### [What you have to do]
Give the lines again exactly, from the one holding "Practice step: identify the ceiling fan blade" to the last line of the listing below, both ends included and nothing added.

### [Supplied material]
************

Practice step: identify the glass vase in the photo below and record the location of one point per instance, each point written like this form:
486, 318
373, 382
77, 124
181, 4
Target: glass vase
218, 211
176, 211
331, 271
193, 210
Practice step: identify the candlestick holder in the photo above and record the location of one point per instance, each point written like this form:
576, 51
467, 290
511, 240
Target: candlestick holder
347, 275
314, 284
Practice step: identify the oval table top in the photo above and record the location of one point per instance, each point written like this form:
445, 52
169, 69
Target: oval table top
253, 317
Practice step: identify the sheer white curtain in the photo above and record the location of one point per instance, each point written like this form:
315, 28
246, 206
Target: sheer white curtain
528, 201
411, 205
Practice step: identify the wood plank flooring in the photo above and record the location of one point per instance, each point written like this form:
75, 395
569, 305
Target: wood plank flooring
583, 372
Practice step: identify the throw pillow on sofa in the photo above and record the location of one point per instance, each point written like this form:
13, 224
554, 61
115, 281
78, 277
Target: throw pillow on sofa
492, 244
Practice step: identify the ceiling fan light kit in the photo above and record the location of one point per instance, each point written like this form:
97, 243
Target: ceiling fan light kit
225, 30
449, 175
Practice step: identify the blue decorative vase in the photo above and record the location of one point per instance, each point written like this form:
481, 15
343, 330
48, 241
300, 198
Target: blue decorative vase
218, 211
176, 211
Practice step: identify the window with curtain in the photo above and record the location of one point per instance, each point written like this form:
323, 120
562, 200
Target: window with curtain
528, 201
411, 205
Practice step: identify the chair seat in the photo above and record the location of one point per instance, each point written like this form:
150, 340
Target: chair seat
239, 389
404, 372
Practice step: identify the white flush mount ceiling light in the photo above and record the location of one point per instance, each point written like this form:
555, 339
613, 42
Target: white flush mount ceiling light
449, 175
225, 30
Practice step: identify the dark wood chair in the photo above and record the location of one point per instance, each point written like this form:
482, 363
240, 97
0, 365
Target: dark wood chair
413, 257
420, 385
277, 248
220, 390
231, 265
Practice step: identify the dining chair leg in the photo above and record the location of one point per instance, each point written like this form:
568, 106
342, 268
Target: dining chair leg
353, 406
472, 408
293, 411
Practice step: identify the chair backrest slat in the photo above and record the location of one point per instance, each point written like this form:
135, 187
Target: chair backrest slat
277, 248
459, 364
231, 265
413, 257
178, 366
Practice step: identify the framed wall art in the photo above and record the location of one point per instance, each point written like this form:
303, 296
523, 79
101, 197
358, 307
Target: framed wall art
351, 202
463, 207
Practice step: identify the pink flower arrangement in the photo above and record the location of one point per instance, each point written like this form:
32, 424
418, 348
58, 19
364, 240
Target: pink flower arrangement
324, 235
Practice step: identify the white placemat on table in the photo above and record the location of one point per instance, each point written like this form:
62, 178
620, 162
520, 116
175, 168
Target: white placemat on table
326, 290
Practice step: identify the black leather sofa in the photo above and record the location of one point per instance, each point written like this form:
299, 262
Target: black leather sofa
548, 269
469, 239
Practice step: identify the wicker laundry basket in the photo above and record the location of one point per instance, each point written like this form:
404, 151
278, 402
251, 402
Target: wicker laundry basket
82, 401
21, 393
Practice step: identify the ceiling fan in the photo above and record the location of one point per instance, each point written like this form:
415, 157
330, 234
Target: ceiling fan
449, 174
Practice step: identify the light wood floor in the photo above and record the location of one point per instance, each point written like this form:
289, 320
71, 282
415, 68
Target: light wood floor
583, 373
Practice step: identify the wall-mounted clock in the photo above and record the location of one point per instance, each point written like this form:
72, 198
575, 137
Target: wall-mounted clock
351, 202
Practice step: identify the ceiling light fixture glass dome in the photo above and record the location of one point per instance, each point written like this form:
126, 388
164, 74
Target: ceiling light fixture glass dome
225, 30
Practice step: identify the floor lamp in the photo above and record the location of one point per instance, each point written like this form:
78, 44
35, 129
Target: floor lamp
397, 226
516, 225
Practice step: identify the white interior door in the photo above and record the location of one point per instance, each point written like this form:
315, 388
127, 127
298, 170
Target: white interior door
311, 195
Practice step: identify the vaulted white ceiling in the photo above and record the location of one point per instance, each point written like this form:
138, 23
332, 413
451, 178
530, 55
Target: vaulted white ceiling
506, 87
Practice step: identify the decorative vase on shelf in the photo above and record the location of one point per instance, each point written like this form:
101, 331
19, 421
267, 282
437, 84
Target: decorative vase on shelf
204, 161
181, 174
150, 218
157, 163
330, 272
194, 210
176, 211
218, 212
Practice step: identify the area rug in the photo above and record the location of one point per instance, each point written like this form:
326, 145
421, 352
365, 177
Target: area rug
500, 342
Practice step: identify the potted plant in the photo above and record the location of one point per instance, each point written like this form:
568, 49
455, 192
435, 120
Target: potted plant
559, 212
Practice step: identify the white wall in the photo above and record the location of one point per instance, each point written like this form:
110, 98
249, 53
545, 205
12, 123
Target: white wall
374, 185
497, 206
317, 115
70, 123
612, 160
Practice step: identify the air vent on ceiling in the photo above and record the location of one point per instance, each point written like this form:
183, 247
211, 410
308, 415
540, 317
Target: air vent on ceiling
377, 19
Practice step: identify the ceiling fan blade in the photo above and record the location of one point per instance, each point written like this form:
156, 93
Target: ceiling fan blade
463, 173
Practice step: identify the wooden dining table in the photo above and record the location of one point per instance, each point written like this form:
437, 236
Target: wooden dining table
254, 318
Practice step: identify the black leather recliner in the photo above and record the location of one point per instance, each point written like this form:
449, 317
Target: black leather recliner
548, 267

************

### [Complete output]
Practice step: identify the ceiling fan blade in the photo above and record the location of one point per instance, each point written like this form:
156, 93
Target: ceiling fan blade
463, 173
Practice step: identify the wooden dining table in the photo above and record the location of one point per instance, each point written like this form:
437, 236
Target: wooden dining table
254, 318
Practice step: identify the black leather recliner in the photo above and record the location of one point per instance, each point written like this form:
449, 317
Target: black leather recliner
548, 267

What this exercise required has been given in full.